● Reading passage

····················

On the Life, Death, and Shameful Maligning of Jill Bennett by John Osborne

Jill Bennett 
(as Aunt Pen in The Nanny, 1965)
Jill Bennett (1931-1990) was a British actress and - to her great misfortune - the fourth wife of overrated playwright John Osborne. 
Although born overseas (in Penang), Bennett was educated at an independent girls' boarding school in Surrey and trained as an actress at RADA. She made her stage début in 1949 at the Shakespeare Memorial Theatre in Stratford upon Avon. Her first movie role followed two years later; a murdered showgirl in The Long Dark Hall (1951). 
Bennett went on to build a long and successful career on stage, film and TV. I remember her best as sexy Aunt Pen, in the Hammer horror classic The Nanny (1965), and as Jacoba Brink, a Soviet figure skater hired to train Bibi Dahl (played by Lynn Holly-Johnson), in the 1981 Bond film For Your Eyes Only
Her final film performance was as Mrs. Lyle in The Sheltering Sky (1990). She died - by suicide [1] - in October of that year, aged 58, having long suffered from depression which was in no small degree triggered and intensified by her disastrous ten-year marriage to Osborne (1968-1978).    

The latter, who was subject during Bennett's lifetime to a restraining order which prevented him from writing about her or their marriage, immediately wrote a scurrilous chapter about his ex-wife as an addition to the second volume of his autobiography. The chapter, in which he rejoiced at her death, rightly caused controversy; this wasn't simply looking back in anger by a bitter old man, this was a vile display of toxic masculinity.  
Bennett undoubtedly had her faults: maybe, as Osborne claimed, everything about her life had been a pernicious confection and sham. It's true also that she dished out many vicious insults of her own directed towards her husband; publicly mocking his impotence and deriding him as a closeted homosexual, for example. 
But, even if all's fair in love and war, you don't need to speak spitefully of the dead and show open contempt for a woman who has taken her own life; describing her suicide, for example, as a tawdry piece of theatricality, if "one of the few original or spontaneous gestures in her loveless life" [2].
Nor do you need to add that your only regret is not being able to look upon her open coffin and shit upon the corpse. This doesn't make you a transgressive author who should be celebrated for the brutal violence of their language. It just makes you a prick ...
[1] Bennett took an overdose of quinalbarbitone (or secobarbital as it is known in the United States).    
[2] John Osborne, Almost a Gentleman: An Autobiography, (Faber and Faber, 1991), p. 259.  

Musical bonus: In 1992, Bennett's ashes - along with those of her friend, the actress Rachel Roberts (who also died by suicide, in 1980) - were scattered by the film and theatre director Lindsay Anderson on the River Thames, while musician Alan Price sang the Leiber and Stoller song Is That All There Is?

····················

● Task A
In the piece on Jill Bennett, why did Osborne wait until after her death to write his chapter about her? Answer in one to three sentences.
● Task B
Rewrite the piece on Jill Bennett from "On the Life, Death, and" down to "playwright John Osborne.", putting "dramatist" in place of "playwright".

····················

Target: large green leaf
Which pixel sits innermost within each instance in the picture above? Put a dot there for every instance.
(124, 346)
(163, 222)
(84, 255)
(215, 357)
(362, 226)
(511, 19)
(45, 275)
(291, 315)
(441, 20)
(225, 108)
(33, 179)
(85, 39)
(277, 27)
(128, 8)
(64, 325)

····················

● Exercise solution A
While Bennett was alive, Osborne was under a restraining order that barred him from writing about her or their marriage. Once she died, he immediately wrote the chapter as an addition to the second volume of his autobiography.

● Exercise solution B
On the Life, Death, and Shameful Maligning of Jill Bennett by John Osborne

Jill Bennett 
(as Aunt Pen in The Nanny, 1965)
Jill Bennett (1931-1990) was a British actress and - to her great misfortune - the fourth wife of overrated dramatist John Osborne.